# [SOURCE]
For ontology re-use:

The original source of an ontology must be credited according to the terms specified in the comment annotation of the ontology. Altered versions of an ontology that are not part of an official release (that is, by the ontology developers) must not be redistributed under the same name or with the same ontology IRI. If an individual term is reused without change to the definition, the original term IRI should be used. If the definition of a term (either text or logical) is changed, the original term IRI should not be reused. Suggestions for changes or improvements to term definitions should be submitted to the appropriate ontology issue tracker. Regardless of which license an ontology uses, we strongly request and recommend that any reuse of an ontology attributes the source in accordance with scientific norms and the OBO Citation and Attribution Policy.

For Ontology Providers:

  1. .owl files OBO Foundry Ontologies MUST specify the reuse constraints using the following annotations in any publically released OWL version of the ontology: dcterms:license - specifies the license - see Example 1 (below) rdfs:comment - specifies terms of reuse - see Example 1 (below) OBO Foundry Ontologies that host terms developed by an external group (but which are not part of an existing ontology) must credit the external group - see Examples (below) See below under ontology re-use for guidelines on importing individual terms from external ontologies.

  2. .obo files OBO Foundry Ontologies must specify the reuse constraints using the following annotations in any publically released OBO version of the ontology: the license in a separate property annotation, which can be converted to a dc:license statement if the ontology is converted to OWL - see Example 2 (below) the reuse constraints using a comment in the official OBO version of the ontology - see Example 2 (below)

For Ontology re-use:

The attribution method for individual terms reused in another ontology (e.g., by MIREOT) is via use of their original IRI or ID - see Examples (below).

# [DATASET ENTRIES]
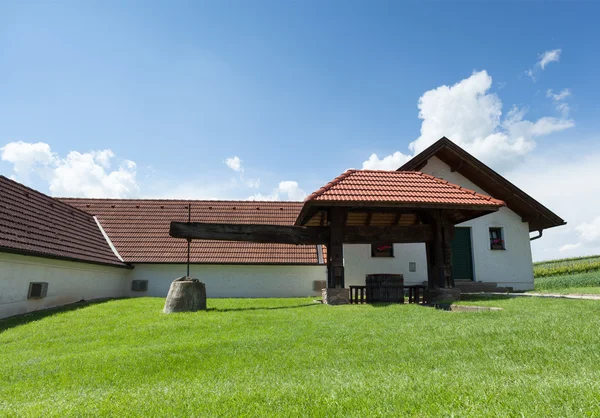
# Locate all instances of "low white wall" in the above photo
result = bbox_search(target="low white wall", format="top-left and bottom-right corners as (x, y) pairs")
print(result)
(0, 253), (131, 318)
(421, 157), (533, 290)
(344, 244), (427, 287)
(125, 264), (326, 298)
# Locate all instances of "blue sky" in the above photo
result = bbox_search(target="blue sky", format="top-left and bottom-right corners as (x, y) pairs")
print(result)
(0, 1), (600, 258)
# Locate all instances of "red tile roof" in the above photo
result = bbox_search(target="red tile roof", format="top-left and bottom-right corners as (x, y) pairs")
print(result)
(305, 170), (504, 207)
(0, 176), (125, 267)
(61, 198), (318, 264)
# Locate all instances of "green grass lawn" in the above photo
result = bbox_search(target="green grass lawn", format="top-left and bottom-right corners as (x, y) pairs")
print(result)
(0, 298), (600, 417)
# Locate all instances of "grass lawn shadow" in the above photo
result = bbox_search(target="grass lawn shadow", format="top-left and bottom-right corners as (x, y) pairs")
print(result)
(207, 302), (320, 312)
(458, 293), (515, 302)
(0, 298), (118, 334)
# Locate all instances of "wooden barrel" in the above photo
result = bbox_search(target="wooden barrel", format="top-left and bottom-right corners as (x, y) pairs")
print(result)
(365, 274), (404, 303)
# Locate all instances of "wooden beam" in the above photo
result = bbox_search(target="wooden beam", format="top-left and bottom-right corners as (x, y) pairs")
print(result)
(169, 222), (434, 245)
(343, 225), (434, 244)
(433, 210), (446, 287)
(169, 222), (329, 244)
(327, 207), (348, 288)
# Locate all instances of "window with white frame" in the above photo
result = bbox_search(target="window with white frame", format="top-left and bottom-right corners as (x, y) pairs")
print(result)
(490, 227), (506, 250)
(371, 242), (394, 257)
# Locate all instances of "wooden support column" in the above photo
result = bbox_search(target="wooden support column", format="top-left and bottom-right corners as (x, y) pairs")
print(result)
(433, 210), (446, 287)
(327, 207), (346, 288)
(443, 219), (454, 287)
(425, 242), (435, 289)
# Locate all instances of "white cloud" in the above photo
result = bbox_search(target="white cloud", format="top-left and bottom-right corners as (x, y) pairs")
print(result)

# [WORK INSTRUCTIONS]
[a] Answer these questions using the ontology reuse guidelines:
(i) Under what name or IRI must altered versions of an ontology that are not part of an official release not be redistributed?
(ii) Which annotation specifies the license in a publicly released OWL version of an OBO Foundry ontology?
(iii) How are individual terms reused in another ontology attributed?
[b] Write a further passage in the same style that carries on the ontology reuse guidelines after their final sentence.

# [ANSWERS BY TASK]
[a]
(i) They must not be redistributed under the same name or with the same ontology IRI.
(ii) The dcterms:license annotation.
(iii) They are attributed through their original IRI or ID.

[b]
  1. In OWL - Any ontology re-using individual terms from another ontology should: re-use the original term IRI (which for OBO Foundry ontologies is generally in the form of an OBO Foundry PURL) use an IAO:imported from annotation http://purl.obolibrary.org/obo/IAO_0000412 on each imported term to link back to the group (i.e. ontology) maintaining it, where more information would be available about the license include any annotations for term or definition editors from the original ontology

  2. In OBO - Any ontology re-using individual terms from another ontology should: re-use the original term ID (of the form GO:0000001) include any XREFs to the original term editor(s) from the original ontology

Full ontologies:

The attribution method for importing an entire ontology in OWL is simply to import the ontology without modification. The attribution method for using an ontology for an analysis is to cite the ontology as requested by the ontology developers. If the developers have not specified how to cite their ontology, use the ontology IRI, a publication if available, and the ontology website if available.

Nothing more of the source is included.